* start *
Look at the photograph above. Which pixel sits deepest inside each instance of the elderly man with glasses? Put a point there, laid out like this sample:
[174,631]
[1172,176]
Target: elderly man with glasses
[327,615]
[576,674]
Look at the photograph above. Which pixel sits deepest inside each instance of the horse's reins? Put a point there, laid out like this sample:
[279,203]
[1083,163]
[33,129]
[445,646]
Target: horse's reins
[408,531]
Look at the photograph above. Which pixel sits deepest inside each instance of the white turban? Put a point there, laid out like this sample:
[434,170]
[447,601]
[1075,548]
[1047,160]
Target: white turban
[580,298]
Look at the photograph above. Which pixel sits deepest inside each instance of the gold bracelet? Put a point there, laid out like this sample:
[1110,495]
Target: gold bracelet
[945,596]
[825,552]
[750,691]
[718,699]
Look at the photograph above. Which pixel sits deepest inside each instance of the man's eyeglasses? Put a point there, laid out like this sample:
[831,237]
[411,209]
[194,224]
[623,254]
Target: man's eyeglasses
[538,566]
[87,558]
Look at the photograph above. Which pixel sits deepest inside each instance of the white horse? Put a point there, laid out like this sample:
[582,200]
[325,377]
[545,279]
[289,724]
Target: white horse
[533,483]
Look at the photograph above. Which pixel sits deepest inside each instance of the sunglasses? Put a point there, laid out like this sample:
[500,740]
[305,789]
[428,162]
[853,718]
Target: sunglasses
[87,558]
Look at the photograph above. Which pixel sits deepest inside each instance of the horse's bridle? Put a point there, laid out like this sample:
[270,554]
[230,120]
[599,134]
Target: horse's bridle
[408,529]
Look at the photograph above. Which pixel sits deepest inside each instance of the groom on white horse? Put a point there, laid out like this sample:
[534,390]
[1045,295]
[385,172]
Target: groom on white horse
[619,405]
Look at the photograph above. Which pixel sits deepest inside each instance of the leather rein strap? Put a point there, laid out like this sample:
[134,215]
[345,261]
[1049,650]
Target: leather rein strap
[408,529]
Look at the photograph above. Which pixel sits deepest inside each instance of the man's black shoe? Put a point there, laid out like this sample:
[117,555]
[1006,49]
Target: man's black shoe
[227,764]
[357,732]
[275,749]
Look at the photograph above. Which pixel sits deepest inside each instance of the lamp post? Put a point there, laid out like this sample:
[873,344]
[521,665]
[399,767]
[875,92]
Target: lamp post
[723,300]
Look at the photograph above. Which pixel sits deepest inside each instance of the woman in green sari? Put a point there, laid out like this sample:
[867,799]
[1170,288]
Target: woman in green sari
* end *
Instructions for the task:
Write out exactly the lines of the entries above that run from the line containing "of the gold" through the last line, including both.

Final result:
Look at the photograph above. Which pixel sits deepest inside each instance of the gold bracelet? Put a point there, laid out like this sample:
[1110,495]
Target: gold bracelet
[945,596]
[825,552]
[750,691]
[718,699]
Look at the photograph above. Which pixel sits deepest inside each instance of the man's eyeglasses? Put a point there, laid out like this sample:
[831,237]
[411,209]
[194,224]
[623,254]
Target: man's eyeglasses
[538,566]
[87,558]
Look at the photograph above. Which pixel sits deepest inside each instance of the white horse? Put a point there, laid out like this sample:
[582,200]
[325,377]
[545,279]
[289,724]
Target: white horse
[533,483]
Look at the photograph above. Which pixel sits deepest inside each instance of the sunglasses? Put a point there, laid out like this sample:
[500,740]
[305,789]
[428,162]
[853,718]
Target: sunglasses
[87,558]
Look at the photograph above. Which pixel sits deepest inside each instance of the horse's bridle? Put a point there, laid out like this sample:
[270,554]
[230,120]
[599,134]
Target: horse's bridle
[408,529]
Look at the photograph above. Which pixel sits deepest inside each instance of the groom on white horse? Put a point there, laid out like this sample:
[534,390]
[1045,295]
[385,172]
Target: groom on white horse
[619,405]
Look at the photograph above. Which pixel sits deepest inside each instance of the leather rein strap? Put a point there, laid out like this sample:
[134,215]
[345,261]
[1049,650]
Target: leather rein strap
[408,529]
Look at the photograph above. Which pixel sits deepest inside each instance of the man's black shoe? Put a point there, laid out like this sample:
[117,555]
[1006,49]
Target: man's black shoe
[227,764]
[357,732]
[275,749]
Look at the photograph above. Which pixel sits deepest inside each instance of the lamp post? Put a point there, laid out like this sample:
[873,344]
[521,665]
[399,767]
[875,92]
Target: lamp post
[723,300]
Look at the photograph above. Which pixel sits deepest inside each instance of the woman in green sari? Put a point there, laid out like this sample:
[867,799]
[1170,288]
Target: woman in green sari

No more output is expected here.